─── Document extract ───

Last updated: April 3, 2024
Person
Harry S. Kawabe
In hard times sparked by the Great Depression and World War II, one might think that intolerance and racism would have been more apparent in Seward. But it appears that the contrary occurred. Even though relations between Washington D.C. and Tokyo had worsened by the 1930s, one of Seward’s most prosperous and popular businessmen came from Imperial Japan.
Harry Sotaro Kawabe was born near Osaka in 1890. He grew up in a family of farmers, but Kawabe dreamed of success in America. He arrived in 1906 and worked as a houseboy in Seattle, Washington to learn English. In 1909, he traveled to Alaska, where he worked at a variety of locations, including Port Graham and Cordova. After failing to make money during the ill-fated Chisana gold rush, in 1915 Kawabe moved to the Alaska Railroad terminus town of Seward, a town promoted as a “gateway” to great things.
In 1916, Kawabe bought a lot on Fifth Avenue and started the Seward Steam Laundry. This was the start of Kawabe’s long and successful business career in Seward. In 1923, he traveled to Japan and married Toshiko Suzuki, who after years of poor health, died in 1930. A year later he married Tomo Kawano. The couple had no children of their own but they were generous to Seward’s younger generation. Kawabe, who had one of the few cars in town, delighted local children by driving them to picnics. Harry and Tomo’s generosity extended to help raise and educate numerous children, a legacy that continues to this day.
Throughout the 1930s Kawabe invested in a gold mining operation near Moose Pass and several Seward businesses, included the Bank of Seward, Kawabe’s Gift Store and Alaska Furs, the Seward Hardware Company, the Place Hotel and Bar, Moose Bar and Liquor Store, The Marathon Café and Seward Grill, and the O.K. and Miller Barbershop Company. His holdings prompted the local newspaper to declare Kawabe “one of the large property owners of the town.” He also invested in real estate, including the laundry buildings, the Northern Apartments, and Dreamland Hall. One of Kawabe’s properties is owned today by the National Park Service. In 1939, W.T. Yasutake sold two lots to Kawabe, who later built a housed used as a rental on the site.

─── Record excerpts ───

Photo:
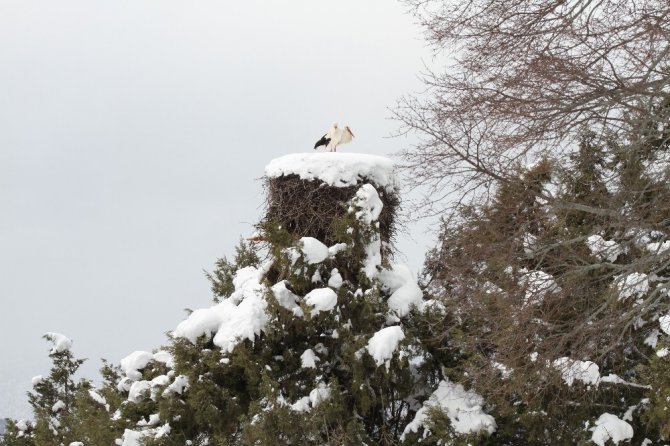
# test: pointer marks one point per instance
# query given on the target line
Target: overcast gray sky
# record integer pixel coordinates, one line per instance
(133, 134)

───

What to do
(a) List the Seward businesses in which the Harry S. Kawabe profile says Kawabe invested during the 1930s.
(b) Does the Harry S. Kawabe profile support each statement? Answer yes or no and quote the words that decide it. (i) Kawabe was born near Osaka in 1890. (ii) Kawabe and Tomo Kawano had several children of their own. (iii) Kawabe started the Seward Steam Laundry in 1923.
(c) Reproduce the Harry S. Kawabe profile word for word from "Throughout the 1930s" to "on the site.".
Use only the Harry S. Kawabe profile.

Expected results
(a)
- Bank of Seward
- Kawabe's Gift Store and Alaska Furs
- Seward Hardware Company
- Place Hotel and Bar
- Moose Bar and Liquor Store
- The Marathon Café and Seward Grill
- O.K. and Miller Barbershop Company

(b)
(i) Yes: "Harry Sotaro Kawabe was born near Osaka in 1890."
(ii) No: "The couple had no children of their own"
(iii) No: "In 1916, Kawabe bought a lot on Fifth Avenue and started the Seward Steam Laundry."

(c)
Throughout the 1930s Kawabe invested in a gold mining operation near Moose Pass and several Seward businesses, included the Bank of Seward, Kawabe’s Gift Store and Alaska Furs, the Seward Hardware Company, the Place Hotel and Bar, Moose Bar and Liquor Store, The Marathon Café and Seward Grill, and the O.K. and Miller Barbershop Company. His holdings prompted the local newspaper to declare Kawabe “one of the large property owners of the town.” He also invested in real estate, including the laundry buildings, the Northern Apartments, and Dreamland Hall. One of Kawabe’s properties is owned today by the National Park Service. In 1939, W.T. Yasutake sold two lots to Kawabe, who later built a housed used as a rental on the site.